Data records:
# # #

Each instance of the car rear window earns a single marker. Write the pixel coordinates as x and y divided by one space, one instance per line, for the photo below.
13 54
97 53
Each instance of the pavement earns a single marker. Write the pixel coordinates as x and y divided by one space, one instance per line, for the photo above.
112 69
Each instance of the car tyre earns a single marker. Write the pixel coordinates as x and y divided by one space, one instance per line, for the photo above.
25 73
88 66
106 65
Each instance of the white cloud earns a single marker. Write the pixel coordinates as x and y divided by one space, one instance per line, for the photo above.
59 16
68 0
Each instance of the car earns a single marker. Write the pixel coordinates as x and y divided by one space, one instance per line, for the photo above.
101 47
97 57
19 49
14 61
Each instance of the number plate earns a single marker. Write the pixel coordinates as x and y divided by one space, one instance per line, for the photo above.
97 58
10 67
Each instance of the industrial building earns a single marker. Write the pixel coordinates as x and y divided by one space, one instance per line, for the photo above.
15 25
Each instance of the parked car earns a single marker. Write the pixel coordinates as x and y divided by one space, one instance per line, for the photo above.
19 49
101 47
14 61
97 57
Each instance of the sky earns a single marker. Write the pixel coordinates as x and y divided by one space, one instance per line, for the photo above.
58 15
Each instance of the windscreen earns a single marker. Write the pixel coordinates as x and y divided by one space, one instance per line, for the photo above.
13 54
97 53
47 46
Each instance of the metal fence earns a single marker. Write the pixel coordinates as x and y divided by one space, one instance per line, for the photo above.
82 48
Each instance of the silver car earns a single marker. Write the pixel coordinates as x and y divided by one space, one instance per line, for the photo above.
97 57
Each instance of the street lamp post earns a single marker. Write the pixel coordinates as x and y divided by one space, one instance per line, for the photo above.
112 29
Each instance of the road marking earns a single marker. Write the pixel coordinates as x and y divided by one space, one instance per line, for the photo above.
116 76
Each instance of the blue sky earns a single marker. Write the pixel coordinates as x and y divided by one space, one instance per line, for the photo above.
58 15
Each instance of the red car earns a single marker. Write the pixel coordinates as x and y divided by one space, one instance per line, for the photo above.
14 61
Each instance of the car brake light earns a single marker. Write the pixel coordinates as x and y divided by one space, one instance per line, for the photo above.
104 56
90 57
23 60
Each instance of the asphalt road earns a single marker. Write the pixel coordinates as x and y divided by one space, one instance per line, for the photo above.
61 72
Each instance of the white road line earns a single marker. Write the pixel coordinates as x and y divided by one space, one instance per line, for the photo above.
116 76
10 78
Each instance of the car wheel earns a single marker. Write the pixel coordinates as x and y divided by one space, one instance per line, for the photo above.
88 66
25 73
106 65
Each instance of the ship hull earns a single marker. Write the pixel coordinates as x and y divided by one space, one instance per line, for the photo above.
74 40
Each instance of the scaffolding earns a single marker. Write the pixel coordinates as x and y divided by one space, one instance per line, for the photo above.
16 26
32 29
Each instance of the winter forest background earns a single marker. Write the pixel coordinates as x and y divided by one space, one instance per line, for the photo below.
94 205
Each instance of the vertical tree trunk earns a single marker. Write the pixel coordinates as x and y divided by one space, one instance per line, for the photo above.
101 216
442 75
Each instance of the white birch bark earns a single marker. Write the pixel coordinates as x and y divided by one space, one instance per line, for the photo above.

# # #

> THE PROBLEM
All of the data above should be reproduced verbatim.

> TASK SOLUTION
Each instance of the car rear window earns a single marker. Write the pixel coordinates as x and y divided by one space, one instance per line, for the photo below.
13 54
97 53
Each instance of the pavement earns a single marker. Write the pixel coordinates as x and y divided by one space, one instance per line, for the photo above.
112 69
Each instance of the car tyre earns a single marker. Write the pixel coordinates as x and y divided by one space, one instance per line, for the photo above.
25 73
88 66
106 65
Each instance of the white cloud earns a single marker. Write the pixel coordinates as x and y divided by one space, one instance per line, for the photo above.
59 16
68 0
Each instance of the car earns a single marker. Write the pixel coordinates as x and y divided by one space, one instance per line, for the photo above.
101 47
97 57
19 49
14 61
Each instance of the number plate earns a single marker. Write the pixel coordinates as x and y divided by one space, one instance per line, for the photo above.
97 58
10 67
Each instance of the industrial building earns a single marker. Write the pixel coordinates as x and y divided by one space, one instance per line, for the photo above.
15 25
Each instance of the parked car earns a single marker. Write the pixel coordinates as x and y divided by one space, one instance per line, for the photo above.
19 49
101 47
14 61
97 57
Each instance of the sky earns a single marker. Write the pixel coordinates as x and y divided by one space, one instance per line, for the photo above.
58 15
Each instance of the windscreen earns a single marker. Write the pixel coordinates as x and y divided by one space, one instance per line, for the photo above.
13 54
97 53
47 46
Each instance of the metal fence earns a single marker. Write the pixel coordinates as x and y divided by one space, one instance per line, for the photo above.
82 48
Each instance of the silver car earns a single marker. Write the pixel coordinates as x and y divided by one space, one instance per line, for the photo above.
97 57
Each instance of the street lamp post earns a single marker. Write the pixel coordinates as x and y divided by one space, one instance per line, for the photo above.
112 29
Each instance of the road marking earns a single marker. Write the pixel coordinates as x and y divided by one space, one instance per line, for the photo above.
116 76
Each instance of the blue sky earns a single marker. Write the pixel coordinates as x and y divided by one space, one instance per line, for the photo above.
58 15
Each instance of the red car earns a single marker. Write the pixel coordinates as x and y divided by one space, one instance per line, for the photo above.
14 61
Each instance of the car brake light earns a single marker. Write the pixel coordinates as x and y divided by one space, one instance per line, for the photo above.
104 56
90 57
23 60
Each instance of the asphalt road earns a single marker. Write the pixel coordinates as x and y divided by one space, one instance per line, for the photo above.
61 72
Each instance of the white road line earns a single marker. Write the pixel coordinates as x and y divided by one space, one instance per line, for the photo above.
116 76
10 78
Each instance of the car wheel earns a single marker. Write the pixel coordinates as x and y divided by one space, one instance per line, for the photo above.
88 66
25 73
106 65
Each instance of the ship hull earns a single marker. Write the pixel coordinates as x and y divided by one space, one instance per line, for the photo above.
74 40
Each instance of the scaffolding earns a single marker. Write the pixel coordinates as x and y divided by one space, one instance per line, for the photo above.
16 26
32 29
Each instance of the winter forest background earns a single marker. Write the pixel coordinates as x and y divided by one space, one instance per line, for the photo below.
94 205
Each instance of the vertical tree trunk earns a single marker. Write the pixel coordinates as x and y divided by one space, one instance per line, for the photo above.
101 216
442 75
Each instance of the white birch bark earns a single marker. Write the pixel coordinates as x and y divided by one space, one instance per line, for the photo above.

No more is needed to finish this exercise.